*What you will do*:
[A] According to the article on the 1975 Chrysler lineup, how many units did Chrysler brand sales reach in 1975?
[B] Carry on the article about the 1975 Chrysler lineup, picking up right after its final sentence.

*Passage shown*:
▬▬▬▬▬▬
Meet the Chrysler lineup for 1975, including the luxury-sized New Yorker Brougham, the flagship Imperial, and the brand’s popular new personal-luxury coupe, the Cordoba.
As we’ve chronicled before here at Mac’s Motor City Garage, by 1975 the Chrysler division at Chrysler Corporation was in serious trouble—but help was on the way. The brand’s giant C-body sedans weren’t selling, so the company’s product planners grabbed an intermediate-class Plymouth project off the shelf, repackaged it as a personal-luxuy coupe called the Cordoba, and then watched as it flew out of Chrysler-Plymouth showrooms across the country. (Review our feature on the Cordoba here.) From a dismal 117,000 cars in 1974, Chrysler brand sales zoomed up to 251,000 units in 1975, and the Cordoba accounted for more than 150,000 of them.
▬▬▬▬▬▬
*Dataset content*:
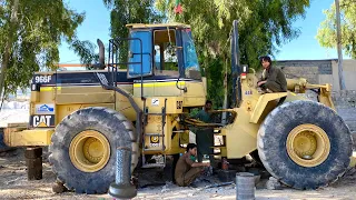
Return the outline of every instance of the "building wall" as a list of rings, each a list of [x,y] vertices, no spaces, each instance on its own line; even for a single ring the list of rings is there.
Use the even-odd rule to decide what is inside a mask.
[[[356,60],[344,60],[343,71],[346,90],[340,91],[337,60],[277,61],[287,78],[306,78],[316,84],[330,83],[336,110],[353,132],[356,132]]]

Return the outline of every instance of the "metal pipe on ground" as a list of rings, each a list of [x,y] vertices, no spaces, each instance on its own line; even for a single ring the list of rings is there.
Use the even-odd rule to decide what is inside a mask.
[[[109,196],[118,199],[132,199],[137,190],[131,179],[131,149],[119,147],[116,151],[116,180],[110,184]]]
[[[255,200],[255,176],[253,173],[236,173],[236,199]]]

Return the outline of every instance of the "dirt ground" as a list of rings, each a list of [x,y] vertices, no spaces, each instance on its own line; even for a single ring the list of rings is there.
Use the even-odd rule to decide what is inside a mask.
[[[0,199],[113,199],[108,194],[87,196],[75,192],[57,194],[51,186],[56,177],[47,160],[43,160],[43,179],[27,180],[26,162],[21,149],[0,153]],[[289,200],[289,199],[356,199],[356,170],[349,170],[334,184],[318,190],[298,191],[284,187],[281,190],[267,190],[261,180],[256,190],[257,200]],[[235,184],[205,188],[207,182],[198,182],[197,188],[180,188],[171,182],[164,186],[146,187],[138,190],[135,199],[236,199]]]

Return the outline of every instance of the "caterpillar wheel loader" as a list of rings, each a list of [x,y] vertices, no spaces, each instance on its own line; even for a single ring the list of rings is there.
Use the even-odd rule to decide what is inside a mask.
[[[328,186],[352,156],[348,127],[336,113],[329,84],[288,79],[288,91],[259,93],[253,68],[239,63],[238,30],[231,31],[233,99],[214,111],[225,121],[189,118],[206,102],[191,29],[182,23],[127,24],[128,38],[109,40],[105,64],[95,70],[36,72],[31,80],[30,123],[9,124],[10,147],[49,146],[52,170],[79,193],[105,193],[115,181],[117,147],[131,151],[135,168],[165,167],[166,156],[185,152],[189,127],[210,127],[222,137],[220,157],[254,153],[268,172],[296,189]],[[118,62],[120,42],[128,60]],[[298,93],[315,90],[318,102]],[[258,152],[258,153],[256,153]],[[161,156],[151,163],[154,156]]]

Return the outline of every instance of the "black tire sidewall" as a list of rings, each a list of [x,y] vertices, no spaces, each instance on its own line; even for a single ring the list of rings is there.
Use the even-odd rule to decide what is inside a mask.
[[[50,147],[52,157],[57,160],[55,161],[56,172],[60,180],[66,177],[66,187],[76,189],[76,192],[106,192],[109,184],[115,181],[117,147],[131,148],[126,126],[115,114],[107,111],[108,109],[98,108],[82,109],[67,117],[56,128]],[[100,132],[110,143],[110,158],[107,164],[97,172],[78,170],[69,157],[72,139],[85,130]]]
[[[317,167],[305,168],[295,163],[286,150],[289,132],[304,123],[320,127],[330,141],[328,158]],[[264,151],[266,169],[294,188],[315,189],[325,186],[337,179],[349,164],[349,129],[334,110],[324,104],[303,100],[285,103],[269,113],[260,131],[264,131],[264,136],[258,136],[258,150]]]

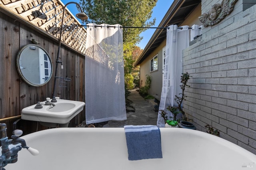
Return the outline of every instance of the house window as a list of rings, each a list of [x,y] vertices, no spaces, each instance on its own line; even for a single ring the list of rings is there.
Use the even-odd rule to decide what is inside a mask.
[[[157,70],[158,68],[157,55],[150,60],[150,71]]]

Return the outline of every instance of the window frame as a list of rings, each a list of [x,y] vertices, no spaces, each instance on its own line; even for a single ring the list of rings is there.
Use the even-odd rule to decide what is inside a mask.
[[[156,68],[154,69],[154,61],[155,60],[155,59],[156,58],[156,59],[157,60],[156,61]],[[151,63],[152,61],[153,61],[153,65],[151,65]],[[150,72],[153,72],[154,71],[155,71],[156,70],[158,70],[158,54],[157,54],[156,55],[155,55],[152,59],[150,59],[150,62],[149,62],[149,64],[150,64],[150,68],[149,68],[149,70],[150,70]],[[153,68],[152,68],[152,66],[153,66]],[[153,68],[152,69],[152,68]]]

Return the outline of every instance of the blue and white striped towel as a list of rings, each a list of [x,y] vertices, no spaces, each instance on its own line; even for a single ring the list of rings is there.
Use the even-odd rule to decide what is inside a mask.
[[[124,126],[130,160],[162,158],[159,128],[152,125]]]

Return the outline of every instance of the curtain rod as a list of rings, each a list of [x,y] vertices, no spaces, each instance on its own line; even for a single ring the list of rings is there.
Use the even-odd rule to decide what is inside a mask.
[[[102,27],[102,25],[81,25],[80,26],[82,27],[92,27],[94,26],[94,27]],[[107,26],[107,27],[113,27],[114,28],[116,27],[115,26]],[[169,27],[131,27],[131,26],[120,26],[120,27],[121,28],[155,28],[155,29],[169,29]],[[182,27],[178,27],[177,28],[179,29],[182,29]],[[201,28],[198,28],[199,29],[201,29]],[[189,29],[192,29],[191,27],[188,27]]]

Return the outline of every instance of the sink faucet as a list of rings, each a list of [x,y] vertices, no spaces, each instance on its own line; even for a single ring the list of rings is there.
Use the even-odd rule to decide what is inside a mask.
[[[6,125],[0,123],[0,141],[2,145],[2,155],[0,156],[0,170],[5,170],[3,167],[8,164],[16,162],[18,161],[18,152],[22,148],[26,148],[33,155],[38,154],[39,152],[36,149],[26,146],[24,139],[20,138],[23,132],[21,130],[16,129],[13,131],[12,139],[8,139],[6,134]],[[10,144],[20,145],[14,147],[10,149],[9,145]]]
[[[56,103],[57,102],[57,99],[60,99],[60,98],[58,97],[53,96],[52,97],[52,101],[51,102]]]
[[[54,104],[54,103],[50,102],[50,98],[46,98],[46,101],[45,102],[45,104],[44,104],[44,105],[52,105],[52,107],[55,106],[55,104]]]

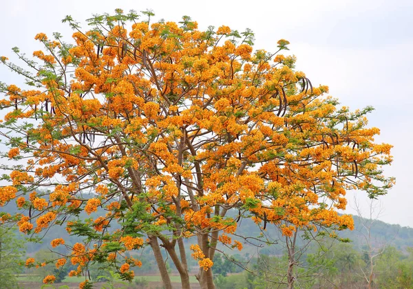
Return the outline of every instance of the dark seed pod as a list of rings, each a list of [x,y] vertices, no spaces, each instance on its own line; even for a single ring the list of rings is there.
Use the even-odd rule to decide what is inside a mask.
[[[308,79],[308,78],[306,78],[306,79],[307,79],[307,85],[310,85],[310,88],[311,90],[311,93],[313,93],[313,84],[311,84],[311,81],[310,81],[310,79]]]
[[[262,228],[263,230],[265,230],[266,228],[266,214],[265,213],[265,212],[264,212],[264,228]]]

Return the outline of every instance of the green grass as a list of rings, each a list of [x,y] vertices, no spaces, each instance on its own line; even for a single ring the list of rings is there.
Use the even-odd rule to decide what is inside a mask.
[[[171,281],[180,283],[180,277],[179,276],[171,276]],[[160,276],[156,275],[142,275],[142,276],[135,276],[135,279],[142,279],[144,278],[148,282],[162,282],[162,279]],[[39,276],[24,276],[21,275],[17,277],[17,280],[20,282],[30,282],[30,281],[41,281],[41,277]],[[80,283],[85,281],[84,277],[66,277],[63,281],[63,282],[67,283]],[[195,278],[194,276],[189,277],[189,281],[191,283],[198,283],[198,280]]]

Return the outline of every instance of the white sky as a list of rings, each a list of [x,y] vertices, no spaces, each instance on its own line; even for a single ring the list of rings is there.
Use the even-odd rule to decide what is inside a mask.
[[[413,227],[413,195],[409,165],[413,163],[413,1],[107,1],[2,0],[0,55],[11,59],[17,46],[28,55],[39,49],[38,32],[61,32],[70,41],[72,30],[61,23],[70,14],[83,22],[94,14],[151,9],[156,19],[180,21],[188,15],[200,29],[226,25],[255,33],[255,48],[275,51],[282,38],[290,42],[297,69],[314,85],[330,87],[330,94],[352,109],[373,106],[370,124],[381,130],[378,142],[394,146],[394,161],[386,169],[396,185],[381,197],[380,219]],[[86,25],[83,26],[86,28]],[[0,81],[13,75],[0,66]],[[357,197],[367,203],[363,193]],[[354,213],[352,194],[349,208]]]

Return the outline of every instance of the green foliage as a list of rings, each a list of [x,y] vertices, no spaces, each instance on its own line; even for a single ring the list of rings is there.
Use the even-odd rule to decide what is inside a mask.
[[[16,274],[22,270],[25,242],[18,240],[14,230],[0,225],[0,284],[2,289],[18,288]]]

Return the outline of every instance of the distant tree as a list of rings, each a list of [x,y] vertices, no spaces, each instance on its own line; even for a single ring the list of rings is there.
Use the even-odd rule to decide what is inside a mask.
[[[0,287],[18,288],[16,275],[22,271],[25,242],[16,237],[14,228],[0,225]]]
[[[359,203],[354,198],[355,209],[360,219],[360,228],[357,232],[360,235],[361,251],[366,262],[366,266],[360,266],[360,270],[369,288],[376,288],[376,265],[389,241],[384,237],[373,237],[372,232],[374,224],[379,221],[379,218],[383,214],[383,206],[379,200],[371,199],[368,203],[368,216],[363,217],[363,210]]]
[[[241,250],[231,236],[250,237],[237,230],[241,218],[263,230],[279,225],[288,237],[317,225],[352,228],[351,217],[336,212],[346,190],[374,197],[392,186],[381,173],[392,146],[375,143],[379,129],[366,126],[372,108],[353,112],[324,97],[327,86],[313,87],[295,57],[279,53],[287,41],[269,53],[253,50],[250,30],[202,31],[186,16],[151,23],[152,12],[142,14],[97,15],[88,31],[68,16],[73,44],[39,33],[36,61],[17,48],[26,67],[0,59],[26,84],[0,83],[3,156],[17,161],[1,167],[10,173],[0,205],[16,200],[23,213],[3,221],[29,234],[63,225],[82,237],[73,246],[52,241],[78,266],[71,275],[109,262],[130,281],[140,261],[124,252],[149,246],[166,288],[161,248],[183,288],[191,255],[201,287],[213,289],[218,243]],[[34,192],[39,187],[47,196]],[[107,214],[76,218],[98,206]],[[113,223],[120,230],[109,232]]]

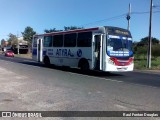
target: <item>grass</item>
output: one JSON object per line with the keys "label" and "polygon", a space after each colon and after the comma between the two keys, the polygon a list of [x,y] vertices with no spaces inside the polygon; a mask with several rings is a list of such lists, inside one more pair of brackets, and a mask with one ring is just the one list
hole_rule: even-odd
{"label": "grass", "polygon": [[[144,55],[135,55],[134,68],[135,69],[147,69],[147,59]],[[160,70],[160,57],[152,58],[151,60],[151,69]]]}

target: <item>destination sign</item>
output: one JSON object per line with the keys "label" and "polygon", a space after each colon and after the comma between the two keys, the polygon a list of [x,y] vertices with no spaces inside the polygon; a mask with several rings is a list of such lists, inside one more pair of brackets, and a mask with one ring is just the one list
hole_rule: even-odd
{"label": "destination sign", "polygon": [[117,28],[117,27],[106,27],[106,30],[109,35],[131,37],[130,32],[126,29]]}

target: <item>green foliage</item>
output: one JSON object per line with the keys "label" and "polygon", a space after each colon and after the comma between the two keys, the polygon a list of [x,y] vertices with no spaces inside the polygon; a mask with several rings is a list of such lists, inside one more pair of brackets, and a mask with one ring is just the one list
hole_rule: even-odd
{"label": "green foliage", "polygon": [[22,32],[24,40],[28,41],[28,45],[31,46],[32,37],[35,35],[36,32],[30,26],[26,27],[24,32]]}

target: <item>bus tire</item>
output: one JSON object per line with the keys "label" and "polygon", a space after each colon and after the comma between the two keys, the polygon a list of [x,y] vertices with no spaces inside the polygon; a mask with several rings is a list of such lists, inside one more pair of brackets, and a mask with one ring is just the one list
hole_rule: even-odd
{"label": "bus tire", "polygon": [[89,63],[86,59],[81,59],[78,66],[83,71],[89,70]]}
{"label": "bus tire", "polygon": [[44,62],[44,64],[45,64],[46,67],[49,67],[49,65],[50,65],[50,60],[49,60],[49,57],[48,57],[48,56],[45,56],[45,57],[44,57],[43,62]]}

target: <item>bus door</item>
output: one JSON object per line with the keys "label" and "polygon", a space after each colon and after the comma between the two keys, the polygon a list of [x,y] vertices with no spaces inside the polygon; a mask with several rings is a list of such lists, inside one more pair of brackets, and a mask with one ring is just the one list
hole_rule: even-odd
{"label": "bus door", "polygon": [[102,70],[102,34],[94,35],[94,41],[93,41],[93,68],[95,70]]}
{"label": "bus door", "polygon": [[37,61],[43,62],[43,40],[37,39]]}

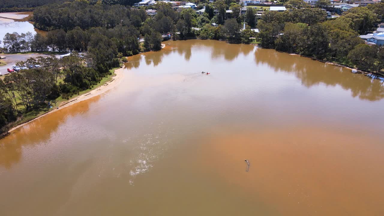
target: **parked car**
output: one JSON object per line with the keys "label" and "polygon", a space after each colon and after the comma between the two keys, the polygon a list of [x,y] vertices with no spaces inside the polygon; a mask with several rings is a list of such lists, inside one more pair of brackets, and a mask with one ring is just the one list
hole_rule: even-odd
{"label": "parked car", "polygon": [[13,66],[12,67],[15,71],[19,71],[20,70],[20,68],[18,66]]}

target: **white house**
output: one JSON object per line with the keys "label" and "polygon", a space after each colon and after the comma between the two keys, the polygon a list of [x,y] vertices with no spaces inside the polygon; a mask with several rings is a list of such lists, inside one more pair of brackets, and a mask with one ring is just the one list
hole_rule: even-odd
{"label": "white house", "polygon": [[147,14],[148,15],[148,16],[154,16],[157,14],[156,10],[152,10],[151,9],[149,10],[146,10],[145,12],[147,12]]}
{"label": "white house", "polygon": [[308,3],[311,6],[314,6],[316,4],[316,2],[317,2],[317,1],[318,0],[304,0],[304,2]]}
{"label": "white house", "polygon": [[285,7],[269,7],[269,10],[271,11],[277,11],[278,12],[282,12],[286,10]]}
{"label": "white house", "polygon": [[243,3],[243,5],[246,6],[248,5],[252,5],[255,4],[262,4],[265,2],[265,0],[240,0],[239,3]]}
{"label": "white house", "polygon": [[193,3],[191,3],[189,2],[189,3],[187,3],[185,4],[185,6],[189,6],[192,9],[196,9],[196,5]]}
{"label": "white house", "polygon": [[147,6],[149,5],[149,3],[151,2],[154,2],[155,1],[153,0],[141,0],[141,1],[140,2],[135,3],[133,4],[133,5],[138,7],[140,6]]}
{"label": "white house", "polygon": [[240,14],[241,15],[245,15],[247,13],[247,8],[242,8],[240,10]]}
{"label": "white house", "polygon": [[343,12],[346,12],[351,8],[358,7],[359,6],[359,5],[358,5],[357,4],[351,4],[346,5],[341,7],[341,11]]}
{"label": "white house", "polygon": [[199,14],[199,15],[202,15],[203,13],[204,13],[204,12],[205,12],[205,8],[203,8],[203,9],[200,9],[196,11],[196,14]]}
{"label": "white house", "polygon": [[378,36],[369,34],[366,35],[360,35],[361,38],[370,42],[370,43],[374,43],[377,46],[384,45],[384,36]]}

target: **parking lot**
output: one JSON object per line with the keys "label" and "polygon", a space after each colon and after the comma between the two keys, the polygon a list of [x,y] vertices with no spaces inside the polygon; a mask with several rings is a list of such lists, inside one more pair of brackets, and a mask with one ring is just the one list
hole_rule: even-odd
{"label": "parking lot", "polygon": [[[16,63],[19,61],[26,61],[30,58],[37,58],[39,56],[48,56],[50,55],[41,53],[19,53],[19,54],[2,54],[2,56],[5,56],[5,58],[2,59],[2,62],[7,64],[5,65],[0,66],[0,73],[2,75],[7,74],[8,72],[7,68],[12,68],[12,66],[16,65]],[[3,76],[2,76],[3,77]]]}

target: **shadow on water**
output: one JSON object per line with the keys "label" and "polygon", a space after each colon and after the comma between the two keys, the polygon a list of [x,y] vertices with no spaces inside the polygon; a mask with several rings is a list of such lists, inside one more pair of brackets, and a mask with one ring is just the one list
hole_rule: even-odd
{"label": "shadow on water", "polygon": [[[0,140],[0,166],[7,169],[10,169],[12,164],[20,161],[23,148],[33,147],[49,140],[68,117],[87,112],[90,101],[97,101],[99,98],[99,97],[95,97],[79,102],[31,121],[11,132]],[[47,131],[50,133],[46,133]],[[17,132],[17,134],[15,134]]]}
{"label": "shadow on water", "polygon": [[212,60],[223,58],[234,61],[240,55],[247,56],[254,52],[256,65],[265,64],[278,73],[293,74],[308,88],[324,84],[327,86],[339,85],[350,90],[353,97],[376,101],[384,98],[384,87],[378,80],[372,80],[361,74],[352,73],[350,70],[331,65],[320,62],[296,55],[280,53],[272,49],[263,49],[251,45],[231,44],[212,40],[188,40],[166,42],[166,48],[160,52],[149,52],[129,58],[126,64],[128,69],[138,68],[142,56],[146,64],[153,63],[156,66],[163,58],[175,52],[184,55],[189,61],[192,55],[199,55],[200,51],[210,49]]}
{"label": "shadow on water", "polygon": [[320,83],[339,85],[344,89],[350,90],[353,97],[361,99],[376,101],[384,97],[384,88],[379,80],[352,73],[348,68],[273,50],[258,48],[255,57],[257,65],[266,64],[275,72],[294,74],[308,88]]}

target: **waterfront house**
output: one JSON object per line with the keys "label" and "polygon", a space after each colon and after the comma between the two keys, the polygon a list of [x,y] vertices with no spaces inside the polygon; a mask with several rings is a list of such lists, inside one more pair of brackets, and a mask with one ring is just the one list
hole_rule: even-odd
{"label": "waterfront house", "polygon": [[346,5],[341,7],[341,12],[345,12],[346,11],[347,11],[347,10],[349,10],[351,8],[358,7],[359,6],[359,5],[358,5],[358,4],[349,4],[348,5]]}
{"label": "waterfront house", "polygon": [[147,13],[147,14],[150,17],[153,17],[155,15],[156,15],[157,13],[156,12],[156,10],[146,10],[145,12]]}
{"label": "waterfront house", "polygon": [[382,46],[384,45],[384,34],[380,35],[382,36],[368,34],[365,35],[360,35],[360,38],[366,41],[367,42],[370,44],[374,44],[377,46]]}
{"label": "waterfront house", "polygon": [[240,15],[245,15],[246,13],[247,13],[247,8],[242,8],[240,10]]}
{"label": "waterfront house", "polygon": [[286,9],[285,7],[269,7],[269,10],[271,11],[277,11],[278,12],[283,12]]}
{"label": "waterfront house", "polygon": [[196,13],[199,15],[202,15],[204,12],[205,12],[205,8],[203,8],[203,9],[200,9],[196,12]]}
{"label": "waterfront house", "polygon": [[172,7],[177,7],[180,5],[180,2],[168,2],[167,3],[170,4]]}
{"label": "waterfront house", "polygon": [[263,4],[265,2],[265,0],[240,0],[239,3],[245,6],[253,5]]}
{"label": "waterfront house", "polygon": [[360,1],[359,2],[355,2],[355,4],[360,5],[361,6],[365,7],[368,5],[374,4],[375,2],[372,0],[365,0],[364,1]]}
{"label": "waterfront house", "polygon": [[189,6],[192,9],[194,10],[196,10],[196,5],[195,5],[193,3],[191,3],[190,2],[187,3],[186,4],[185,4],[185,6]]}
{"label": "waterfront house", "polygon": [[133,4],[133,5],[137,7],[140,6],[147,6],[149,5],[150,3],[152,3],[152,2],[154,2],[155,1],[153,0],[141,0],[141,2],[135,3]]}
{"label": "waterfront house", "polygon": [[227,10],[225,11],[225,14],[224,17],[226,18],[230,18],[232,17],[232,10]]}
{"label": "waterfront house", "polygon": [[304,0],[304,2],[306,2],[311,6],[314,6],[317,2],[318,0]]}

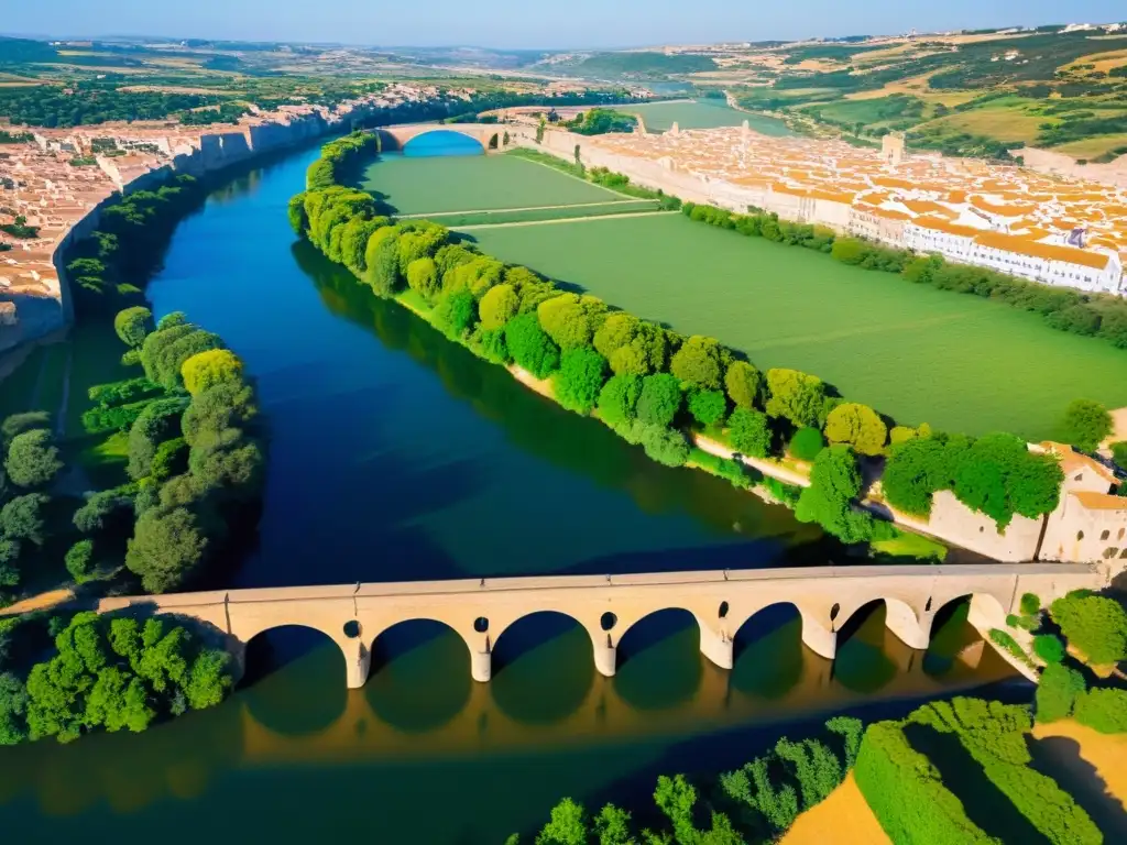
▬▬▬▬▬▬
*Per-task answers*:
[A] 251,000 units.

[B]
So it’s hardly surprising that in the 1975 Chysler division spot featured below, the mid-sized Cordoba is presented as a full and honored member of the family. It’s also interesting to note that while—technically—the flagship Imperial was still a separate division in ’75, here the Imperial LeBaron is included as part of the Chrysler line. With fewer than 9,000 sales in ’75, the Imperial was then discontinued and didn’t reappear until 1981. For whatever reason, the price-leader Newport is not included, even though it accounted for bigger chunk of Chrysler sales than the New Yorker Brougham. Maybe it didn’t align with the campaign’s ultra-luxury messaging: “excellence in three sizes.” Anyway, here’s longtime company spokesman Richard Basehart with the Chrysler story for ’75.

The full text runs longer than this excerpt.